== ACTIVITY ==
Reproduce the data exactly, leaving nothing out.

Referring expression data

+++++

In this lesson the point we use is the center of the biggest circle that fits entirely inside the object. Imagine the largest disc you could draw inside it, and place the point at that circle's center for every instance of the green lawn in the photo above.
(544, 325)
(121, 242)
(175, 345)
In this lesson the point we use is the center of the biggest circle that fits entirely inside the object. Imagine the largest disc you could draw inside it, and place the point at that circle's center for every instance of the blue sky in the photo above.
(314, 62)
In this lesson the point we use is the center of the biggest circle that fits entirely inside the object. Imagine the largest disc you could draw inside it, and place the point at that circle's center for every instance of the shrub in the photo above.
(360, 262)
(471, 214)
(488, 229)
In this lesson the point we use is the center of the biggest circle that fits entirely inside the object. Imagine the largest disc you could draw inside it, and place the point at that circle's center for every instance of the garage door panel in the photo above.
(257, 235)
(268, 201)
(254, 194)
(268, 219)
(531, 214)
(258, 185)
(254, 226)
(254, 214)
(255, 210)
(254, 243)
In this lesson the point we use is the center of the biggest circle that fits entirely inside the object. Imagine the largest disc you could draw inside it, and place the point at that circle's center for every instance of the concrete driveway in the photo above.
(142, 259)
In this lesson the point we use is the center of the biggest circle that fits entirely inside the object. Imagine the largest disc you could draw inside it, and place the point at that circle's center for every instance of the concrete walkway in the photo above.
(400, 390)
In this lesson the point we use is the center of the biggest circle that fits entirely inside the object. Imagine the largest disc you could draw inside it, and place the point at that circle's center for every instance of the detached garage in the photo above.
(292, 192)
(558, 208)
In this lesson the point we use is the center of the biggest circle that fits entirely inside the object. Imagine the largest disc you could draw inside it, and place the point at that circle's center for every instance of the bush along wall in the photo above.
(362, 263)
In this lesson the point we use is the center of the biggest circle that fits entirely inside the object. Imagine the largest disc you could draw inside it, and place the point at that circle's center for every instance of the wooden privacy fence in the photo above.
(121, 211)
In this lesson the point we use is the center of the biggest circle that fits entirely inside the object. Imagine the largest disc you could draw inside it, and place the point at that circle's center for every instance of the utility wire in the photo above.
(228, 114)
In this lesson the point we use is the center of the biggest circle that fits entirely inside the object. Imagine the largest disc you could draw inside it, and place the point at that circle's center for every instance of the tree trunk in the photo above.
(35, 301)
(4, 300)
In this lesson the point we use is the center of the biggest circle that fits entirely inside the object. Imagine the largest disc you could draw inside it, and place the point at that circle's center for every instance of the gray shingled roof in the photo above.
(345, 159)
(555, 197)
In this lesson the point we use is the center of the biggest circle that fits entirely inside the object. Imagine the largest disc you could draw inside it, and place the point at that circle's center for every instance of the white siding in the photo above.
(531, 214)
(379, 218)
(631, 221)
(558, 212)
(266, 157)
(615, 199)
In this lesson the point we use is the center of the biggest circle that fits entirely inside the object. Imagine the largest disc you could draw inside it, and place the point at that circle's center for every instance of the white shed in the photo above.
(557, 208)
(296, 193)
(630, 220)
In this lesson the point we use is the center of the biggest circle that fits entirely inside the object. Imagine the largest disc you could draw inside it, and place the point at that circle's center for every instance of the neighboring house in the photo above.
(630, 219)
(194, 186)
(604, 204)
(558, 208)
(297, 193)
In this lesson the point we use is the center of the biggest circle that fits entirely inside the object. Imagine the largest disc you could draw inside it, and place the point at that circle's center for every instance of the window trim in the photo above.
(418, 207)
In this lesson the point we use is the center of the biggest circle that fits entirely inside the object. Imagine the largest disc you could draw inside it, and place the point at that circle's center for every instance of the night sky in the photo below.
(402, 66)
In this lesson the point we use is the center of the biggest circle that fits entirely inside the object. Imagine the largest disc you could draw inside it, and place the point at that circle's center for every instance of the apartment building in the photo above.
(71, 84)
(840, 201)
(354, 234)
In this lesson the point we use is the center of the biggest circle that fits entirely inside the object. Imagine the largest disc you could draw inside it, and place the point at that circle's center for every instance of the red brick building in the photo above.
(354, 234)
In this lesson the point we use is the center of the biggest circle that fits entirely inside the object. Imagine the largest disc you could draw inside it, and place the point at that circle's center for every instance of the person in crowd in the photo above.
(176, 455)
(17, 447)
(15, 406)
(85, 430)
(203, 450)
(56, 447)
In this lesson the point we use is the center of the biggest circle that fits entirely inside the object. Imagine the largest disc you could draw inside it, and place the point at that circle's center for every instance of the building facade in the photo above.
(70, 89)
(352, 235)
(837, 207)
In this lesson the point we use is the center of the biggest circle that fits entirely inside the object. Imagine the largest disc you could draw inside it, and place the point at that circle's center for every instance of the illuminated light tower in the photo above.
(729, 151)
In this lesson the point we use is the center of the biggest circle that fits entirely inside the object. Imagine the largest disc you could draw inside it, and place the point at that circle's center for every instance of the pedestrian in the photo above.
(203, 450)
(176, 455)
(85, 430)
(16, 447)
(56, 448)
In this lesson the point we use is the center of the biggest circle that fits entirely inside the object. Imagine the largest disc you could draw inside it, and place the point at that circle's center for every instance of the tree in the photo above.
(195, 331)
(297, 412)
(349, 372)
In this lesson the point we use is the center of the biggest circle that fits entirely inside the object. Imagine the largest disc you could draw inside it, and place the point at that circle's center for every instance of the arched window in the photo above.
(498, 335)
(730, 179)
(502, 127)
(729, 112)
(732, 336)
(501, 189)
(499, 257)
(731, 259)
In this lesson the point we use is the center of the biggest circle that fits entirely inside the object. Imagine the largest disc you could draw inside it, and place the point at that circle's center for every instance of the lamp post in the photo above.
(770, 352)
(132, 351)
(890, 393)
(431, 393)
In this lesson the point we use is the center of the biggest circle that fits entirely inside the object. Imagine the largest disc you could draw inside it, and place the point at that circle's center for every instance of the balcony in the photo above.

+++++

== RESPONSE ==
In this lesson the point we use is the center of the biggest circle that fits entirely inside the object. Imagine the largest disc you could draw inside it, and place the point at that circle's center for every instance of the green lawn in the photo above.
(544, 325)
(121, 242)
(175, 345)
In this lesson the point we use is the center of the biggest circle that fits entirely inside the object. Imagine the largest disc you could draw inside it, and place the point at that circle's center for every instance of the blue sky in the photo above.
(314, 62)
In this lesson the point we use is the center of the biggest circle that fits entirely inside the object. Imagine the largest disc you could draw inside it, and place the point at that circle's center for every instance of the shrub in the photo above.
(360, 262)
(471, 214)
(488, 229)
In this lesson the point we use is the center of the biggest circle that fits entirely inside the object. Imagine the largest disc you could draw inside it, and place the point at that circle's center for every instance of the garage door panel in the photo above.
(257, 235)
(268, 201)
(254, 194)
(268, 219)
(531, 214)
(258, 185)
(254, 226)
(254, 214)
(255, 210)
(254, 243)
In this lesson the point we use is the center of the biggest circle that fits entirely inside the object. Imagine the largest disc you could draw inside it, and place the point at that circle's center for every instance of the concrete driveway in the photo above.
(142, 259)
In this lesson the point we use is the center of the biggest circle that fits entirely inside the object. Imagine the largest disc you could draw inside it, and place the point at that circle's center for every instance of the concrete walkway in the photo above.
(400, 390)
In this lesson the point we use is the center of the biggest circle that fits entirely inside the object. Imagine the largest disc you could draw inside it, and place the point at that circle's center for every instance of the detached garage in the photo above.
(292, 192)
(558, 208)
In this lesson the point we use is the center of the biggest circle that fits entirely inside the object. Imagine the largest disc you could draw inside it, and place the point at that circle's center for every instance of the bush along wall in the photo above.
(362, 263)
In this lesson the point we use is the center of the biggest circle that fits entirely inside the object. Imagine the largest disc you could draw inside it, and place the point at that circle's center for every instance of the wooden privacy fence in the photo above.
(121, 211)
In this lesson the point we use is the center of the biggest circle that fits entirely inside the object. Imagine the largest disc you could draw inside it, and place the point at that circle's center for every instance of the utility wire in the photo above.
(228, 114)
In this lesson the point we use is the center of the biggest circle that fits entirely inside the object. Imagine the largest disc you could draw inside it, and place the point at that circle's center for every instance of the tree trunk in the photo above.
(35, 301)
(4, 300)
In this lesson the point we use is the center of the biggest circle that fits entirely inside the object. Imagine the largest disc you could draw inside it, and place the point at that circle's center for every instance of the gray shingled roof in the photo above.
(345, 159)
(555, 197)
In this lesson the point we use is the center of the biggest circle that fits entirely inside the object. Imagine the largest disc you could draw inside it, and place the point at that circle's center for every instance of the white siding in the photo above.
(531, 214)
(379, 218)
(631, 221)
(558, 212)
(266, 157)
(615, 199)
In this lesson the point we use is the center of the biggest circle that fits entirely inside the object. Imagine the largest disc you could draw inside it, and place the point at that circle's center for every instance of the white shed in the photo above.
(557, 208)
(296, 193)
(630, 220)
In this lesson the point we use is the center of the biggest circle that fits entirely inside the object. Imagine the largest disc you could draw inside it, and place the point at that circle's center for every instance of the neighboring house in the photo above.
(630, 219)
(194, 186)
(604, 204)
(558, 208)
(297, 193)
In this lesson the point we use is the center of the biggest circle that fits entirely inside the object. Imagine the largest disc you could draw inside it, and place the point at that circle's center for every instance of the window trim in the photo above.
(418, 207)
In this lesson the point we use is the center of the biggest circle that fits entirely inside the object. Imagine the largest disc you could draw inside it, and place the point at that circle's center for every instance of the night sky in the photo below.
(402, 66)
In this lesson the point we use is the center of the biggest circle that fits entirely inside the object. Imagine the largest disc you could draw inside it, and place the point at that circle's center for every instance of the apartment building in the photo above.
(71, 84)
(840, 201)
(354, 234)
In this lesson the point we use is the center of the biggest circle that fits entirely inside the object. Imagine the largest disc you could draw inside it, and place the point at that circle's center for every instance of the red brick building in the photo above.
(354, 234)
In this lesson the point we use is the center of the biggest circle that fits entirely inside the object. Imagine the largest disc you could draw inside it, and place the point at that circle's center for every instance of the person in crowd in the photo above.
(176, 455)
(17, 447)
(15, 406)
(85, 430)
(203, 450)
(56, 447)
In this lesson the point we use is the center of the biggest circle that fits entirely inside the object. Imagine the largest disc you could draw inside it, and place the point at that circle's center for every instance of the building facade in the photo above.
(70, 89)
(352, 235)
(837, 207)
In this lesson the point we use is the center of the biggest circle that fits entirely inside the object. Imagine the largest disc you could draw inside it, and place the point at that circle's center for every instance of the illuminated light tower in the photo above.
(729, 151)
In this lesson the point we use is the center of the biggest circle that fits entirely inside the object. Imagine the largest disc you could draw inside it, and place the point at that circle's center for every instance of the pedestrian in the photo above.
(203, 450)
(176, 455)
(85, 430)
(16, 447)
(56, 448)
In this lesson the point we use is the center of the biggest circle that fits entirely inside the object. Imagine the largest disc you could draw inside it, and place the point at that circle's center for every instance of the tree in the photo above.
(195, 331)
(297, 412)
(349, 372)
In this lesson the point we use is the center of the biggest circle that fits entirely inside the object. Imagine the largest disc you could draw inside it, and place the point at that circle's center for every instance of the arched window in the photo above.
(498, 335)
(730, 179)
(502, 127)
(729, 112)
(732, 336)
(501, 189)
(499, 257)
(731, 259)
In this lesson the point we use is the center of the biggest circle that fits entirely inside the object. Imagine the largest disc you could draw inside it, and place the point at that circle's center for every instance of the lamp post in the photo above.
(770, 352)
(132, 351)
(890, 393)
(431, 393)
In this lesson the point we use is the center of the biggest circle that fits entirely inside the object. Imagine the largest disc you could draw inside it, and place the point at that circle's center for every instance of the balcony in the photo above.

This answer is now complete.